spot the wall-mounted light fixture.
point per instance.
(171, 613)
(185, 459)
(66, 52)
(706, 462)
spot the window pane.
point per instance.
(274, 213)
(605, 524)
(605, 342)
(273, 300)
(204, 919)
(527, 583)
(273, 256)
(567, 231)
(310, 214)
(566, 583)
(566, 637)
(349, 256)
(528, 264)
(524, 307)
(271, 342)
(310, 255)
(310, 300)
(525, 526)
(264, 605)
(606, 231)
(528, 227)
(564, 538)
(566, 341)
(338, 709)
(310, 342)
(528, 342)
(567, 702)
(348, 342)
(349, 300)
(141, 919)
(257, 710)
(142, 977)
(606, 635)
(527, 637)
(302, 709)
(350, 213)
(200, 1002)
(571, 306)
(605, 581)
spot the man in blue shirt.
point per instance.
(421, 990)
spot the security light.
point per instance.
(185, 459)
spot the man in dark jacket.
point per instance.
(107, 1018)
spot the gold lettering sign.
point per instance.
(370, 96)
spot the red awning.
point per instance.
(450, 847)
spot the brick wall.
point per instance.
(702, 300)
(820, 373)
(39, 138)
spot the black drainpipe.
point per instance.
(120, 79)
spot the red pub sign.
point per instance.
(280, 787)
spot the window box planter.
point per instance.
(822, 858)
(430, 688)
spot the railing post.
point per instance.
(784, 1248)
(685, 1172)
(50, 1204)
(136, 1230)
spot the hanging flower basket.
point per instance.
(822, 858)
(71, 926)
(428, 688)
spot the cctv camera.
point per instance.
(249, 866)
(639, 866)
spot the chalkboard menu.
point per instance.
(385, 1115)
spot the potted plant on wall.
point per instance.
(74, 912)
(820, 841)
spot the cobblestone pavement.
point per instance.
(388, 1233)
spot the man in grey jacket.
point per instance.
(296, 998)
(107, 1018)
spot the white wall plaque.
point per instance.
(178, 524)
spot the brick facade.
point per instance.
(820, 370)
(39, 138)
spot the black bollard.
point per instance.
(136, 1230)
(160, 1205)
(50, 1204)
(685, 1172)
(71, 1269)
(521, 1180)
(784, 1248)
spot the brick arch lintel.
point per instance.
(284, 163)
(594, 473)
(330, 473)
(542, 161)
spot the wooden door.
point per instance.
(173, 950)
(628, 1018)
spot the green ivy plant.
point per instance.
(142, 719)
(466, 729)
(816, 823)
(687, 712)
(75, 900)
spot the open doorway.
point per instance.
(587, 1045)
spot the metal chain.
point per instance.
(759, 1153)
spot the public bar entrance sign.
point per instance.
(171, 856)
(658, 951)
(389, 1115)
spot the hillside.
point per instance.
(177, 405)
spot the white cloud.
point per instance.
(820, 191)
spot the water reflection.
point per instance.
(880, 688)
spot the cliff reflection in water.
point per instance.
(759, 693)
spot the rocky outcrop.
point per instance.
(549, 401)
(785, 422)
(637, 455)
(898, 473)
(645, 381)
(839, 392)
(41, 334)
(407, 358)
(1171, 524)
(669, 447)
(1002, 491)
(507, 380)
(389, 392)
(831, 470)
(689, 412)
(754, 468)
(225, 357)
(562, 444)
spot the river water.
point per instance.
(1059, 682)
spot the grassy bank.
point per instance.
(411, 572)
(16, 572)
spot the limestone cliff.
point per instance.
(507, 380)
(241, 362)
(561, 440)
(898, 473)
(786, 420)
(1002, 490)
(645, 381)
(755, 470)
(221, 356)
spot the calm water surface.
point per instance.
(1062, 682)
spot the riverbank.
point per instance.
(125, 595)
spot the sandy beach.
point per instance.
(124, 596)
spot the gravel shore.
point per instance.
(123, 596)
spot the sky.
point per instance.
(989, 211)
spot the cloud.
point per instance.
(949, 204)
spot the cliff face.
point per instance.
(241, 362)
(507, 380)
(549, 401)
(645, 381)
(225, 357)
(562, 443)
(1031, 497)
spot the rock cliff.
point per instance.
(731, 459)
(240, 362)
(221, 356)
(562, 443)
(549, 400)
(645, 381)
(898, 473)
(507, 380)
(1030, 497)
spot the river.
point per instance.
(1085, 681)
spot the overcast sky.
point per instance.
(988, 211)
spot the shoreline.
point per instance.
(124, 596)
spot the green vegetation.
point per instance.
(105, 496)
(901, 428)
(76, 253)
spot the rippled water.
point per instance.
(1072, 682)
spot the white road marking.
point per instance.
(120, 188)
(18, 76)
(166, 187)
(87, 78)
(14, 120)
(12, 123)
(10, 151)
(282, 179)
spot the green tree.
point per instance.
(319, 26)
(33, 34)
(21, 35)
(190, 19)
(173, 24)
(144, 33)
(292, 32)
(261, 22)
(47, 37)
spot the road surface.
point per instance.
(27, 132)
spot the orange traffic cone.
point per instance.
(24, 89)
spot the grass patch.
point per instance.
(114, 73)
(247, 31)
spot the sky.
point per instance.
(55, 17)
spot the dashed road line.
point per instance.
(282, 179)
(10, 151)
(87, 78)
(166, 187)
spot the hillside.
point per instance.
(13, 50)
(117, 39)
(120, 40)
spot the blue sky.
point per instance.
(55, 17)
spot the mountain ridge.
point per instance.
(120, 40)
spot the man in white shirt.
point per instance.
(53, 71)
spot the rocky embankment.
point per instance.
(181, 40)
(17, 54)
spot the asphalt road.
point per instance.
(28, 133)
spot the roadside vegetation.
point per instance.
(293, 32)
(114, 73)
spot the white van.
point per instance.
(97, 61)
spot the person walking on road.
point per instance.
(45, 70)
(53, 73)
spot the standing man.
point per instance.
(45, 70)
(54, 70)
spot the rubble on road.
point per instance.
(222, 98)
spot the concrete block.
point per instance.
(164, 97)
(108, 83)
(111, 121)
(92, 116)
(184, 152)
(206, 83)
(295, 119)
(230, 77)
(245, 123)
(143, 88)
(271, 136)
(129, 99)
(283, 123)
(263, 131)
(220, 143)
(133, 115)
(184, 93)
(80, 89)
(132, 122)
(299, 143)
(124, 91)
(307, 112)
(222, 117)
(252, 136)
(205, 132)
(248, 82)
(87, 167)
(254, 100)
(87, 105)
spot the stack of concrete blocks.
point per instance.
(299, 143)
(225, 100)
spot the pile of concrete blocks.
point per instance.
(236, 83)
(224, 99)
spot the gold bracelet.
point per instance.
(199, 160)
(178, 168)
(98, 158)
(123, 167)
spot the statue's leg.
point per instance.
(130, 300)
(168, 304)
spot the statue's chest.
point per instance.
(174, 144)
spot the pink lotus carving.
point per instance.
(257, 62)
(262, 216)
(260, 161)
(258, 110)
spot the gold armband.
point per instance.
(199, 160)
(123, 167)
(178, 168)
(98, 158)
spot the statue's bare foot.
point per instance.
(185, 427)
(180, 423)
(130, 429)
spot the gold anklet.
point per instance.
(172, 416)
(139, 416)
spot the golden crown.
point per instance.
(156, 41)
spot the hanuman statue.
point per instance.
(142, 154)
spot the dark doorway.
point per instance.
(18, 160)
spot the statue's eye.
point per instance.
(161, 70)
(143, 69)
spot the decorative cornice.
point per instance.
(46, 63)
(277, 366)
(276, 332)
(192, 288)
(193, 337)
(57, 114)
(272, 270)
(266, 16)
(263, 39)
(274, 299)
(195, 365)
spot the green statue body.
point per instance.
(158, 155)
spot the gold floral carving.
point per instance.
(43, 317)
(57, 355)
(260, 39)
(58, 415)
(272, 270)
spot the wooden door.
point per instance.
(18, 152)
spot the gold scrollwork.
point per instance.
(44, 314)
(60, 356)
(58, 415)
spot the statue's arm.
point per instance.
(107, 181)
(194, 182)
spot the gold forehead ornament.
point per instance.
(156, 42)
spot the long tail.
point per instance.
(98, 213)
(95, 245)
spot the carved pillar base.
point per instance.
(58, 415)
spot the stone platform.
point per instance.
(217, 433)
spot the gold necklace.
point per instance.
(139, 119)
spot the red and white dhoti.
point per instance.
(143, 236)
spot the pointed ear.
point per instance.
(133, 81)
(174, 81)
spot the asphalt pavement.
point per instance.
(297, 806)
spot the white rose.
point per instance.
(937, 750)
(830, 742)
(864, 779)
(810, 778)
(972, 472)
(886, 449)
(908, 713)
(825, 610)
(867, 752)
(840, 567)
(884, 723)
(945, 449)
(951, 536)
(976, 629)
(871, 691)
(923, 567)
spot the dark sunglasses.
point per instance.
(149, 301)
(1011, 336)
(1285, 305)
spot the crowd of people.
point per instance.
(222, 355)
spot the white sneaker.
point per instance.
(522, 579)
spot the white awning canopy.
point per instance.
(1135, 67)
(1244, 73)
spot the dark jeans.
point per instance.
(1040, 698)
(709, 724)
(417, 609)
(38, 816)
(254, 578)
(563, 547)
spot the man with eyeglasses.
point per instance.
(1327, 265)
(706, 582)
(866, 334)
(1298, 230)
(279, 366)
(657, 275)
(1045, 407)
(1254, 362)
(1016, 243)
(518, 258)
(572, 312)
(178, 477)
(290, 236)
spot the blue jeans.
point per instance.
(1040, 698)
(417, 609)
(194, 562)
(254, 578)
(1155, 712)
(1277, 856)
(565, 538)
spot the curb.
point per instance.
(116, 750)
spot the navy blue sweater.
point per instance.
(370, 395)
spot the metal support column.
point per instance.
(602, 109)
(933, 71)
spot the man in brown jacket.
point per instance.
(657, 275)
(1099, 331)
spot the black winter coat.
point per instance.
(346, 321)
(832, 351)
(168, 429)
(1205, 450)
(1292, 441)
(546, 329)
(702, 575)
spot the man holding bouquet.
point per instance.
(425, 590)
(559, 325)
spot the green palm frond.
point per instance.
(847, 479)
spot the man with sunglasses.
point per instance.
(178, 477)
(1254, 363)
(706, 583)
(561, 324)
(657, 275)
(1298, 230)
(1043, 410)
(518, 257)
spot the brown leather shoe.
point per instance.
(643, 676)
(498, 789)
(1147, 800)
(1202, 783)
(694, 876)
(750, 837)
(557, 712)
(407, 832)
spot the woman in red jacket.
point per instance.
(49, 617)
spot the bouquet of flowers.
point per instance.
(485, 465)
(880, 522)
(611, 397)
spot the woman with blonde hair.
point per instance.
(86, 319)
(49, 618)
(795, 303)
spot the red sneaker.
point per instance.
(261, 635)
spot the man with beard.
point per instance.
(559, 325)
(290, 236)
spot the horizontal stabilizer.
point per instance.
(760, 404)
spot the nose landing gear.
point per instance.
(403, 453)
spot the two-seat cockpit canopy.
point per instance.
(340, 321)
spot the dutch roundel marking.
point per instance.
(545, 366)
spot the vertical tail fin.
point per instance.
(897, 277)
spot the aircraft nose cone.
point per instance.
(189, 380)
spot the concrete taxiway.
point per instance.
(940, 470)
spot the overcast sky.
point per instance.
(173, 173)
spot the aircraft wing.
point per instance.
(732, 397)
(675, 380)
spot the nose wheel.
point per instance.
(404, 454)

# YOUR GOAL
Among the entries above, find the line with "spot the calm water surface." and the line with "spot the rocky embankment."; give again exactly these two lines and all lines between them.

# PROBLEM SOLUTION
spot the calm water surface.
point per instance.
(1062, 682)
spot the riverbank.
point per instance.
(125, 595)
spot the sandy beach.
point per instance.
(124, 596)
spot the gravel shore.
point per instance.
(123, 596)
spot the sky.
point per instance.
(989, 211)
spot the cloud.
point per instance.
(949, 204)
spot the cliff face.
point per instance.
(241, 362)
(507, 380)
(549, 401)
(645, 381)
(225, 357)
(562, 443)
(1031, 497)
spot the rock cliff.
point per instance.
(731, 459)
(240, 362)
(221, 356)
(562, 443)
(549, 400)
(645, 381)
(898, 473)
(507, 380)
(1030, 497)
spot the river.
point per instance.
(1085, 681)
spot the overcast sky.
point per instance.
(988, 211)
spot the shoreline.
point per instance.
(124, 596)
spot the green vegetation.
point per instance.
(105, 496)
(901, 428)
(76, 253)
spot the rippled water.
point per instance.
(1072, 682)
spot the white road marking.
point per instance.
(120, 188)
(18, 76)
(166, 187)
(87, 78)
(14, 120)
(12, 123)
(10, 151)
(282, 179)
spot the green tree.
point per instance.
(319, 26)
(33, 34)
(21, 35)
(190, 19)
(173, 24)
(144, 33)
(292, 32)
(261, 22)
(47, 37)
spot the road surface.
point per instance.
(27, 132)
spot the orange traffic cone.
point per instance.
(24, 89)
spot the grass patch.
point per instance.
(114, 73)
(247, 31)
spot the sky.
point per instance.
(55, 17)
spot the dashed road line.
point per instance.
(282, 179)
(10, 151)
(87, 78)
(166, 187)
spot the hillside.
point per instance.
(13, 50)
(117, 39)
(120, 40)
spot the blue sky.
point per instance.
(55, 17)
spot the mountain ridge.
point per instance.
(120, 40)
spot the man in white shirt.
point per instance.
(53, 71)
spot the rocky embankment.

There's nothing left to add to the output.